과제 — 아래 항목에서 "each" 문자열이 들어 있는 줄을 모두 찾아 그 줄을 옮겨 적어 보고하세요. 대소문자는 구분합니다.

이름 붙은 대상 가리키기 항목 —
┄┄┄┄┄┄

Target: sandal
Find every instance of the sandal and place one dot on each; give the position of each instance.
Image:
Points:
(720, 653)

┄┄┄┄┄┄

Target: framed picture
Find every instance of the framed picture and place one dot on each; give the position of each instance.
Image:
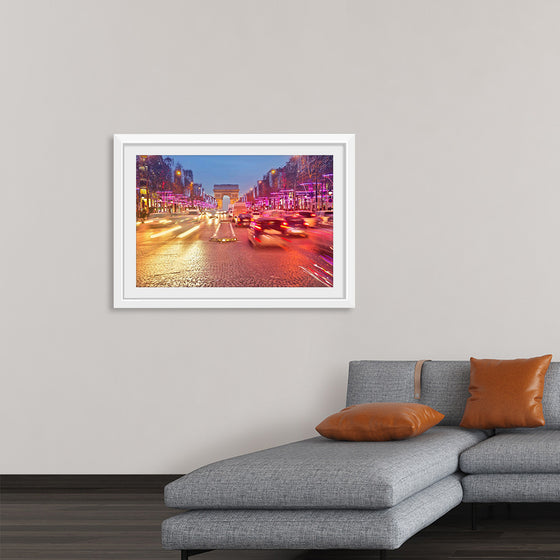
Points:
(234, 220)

┄┄┄┄┄┄

예상 답안 —
Find every instance of the sandal and place one dot on each; give the position of each instance.
Find every instance of the framed picture and place one dot on each; give the position of each instance.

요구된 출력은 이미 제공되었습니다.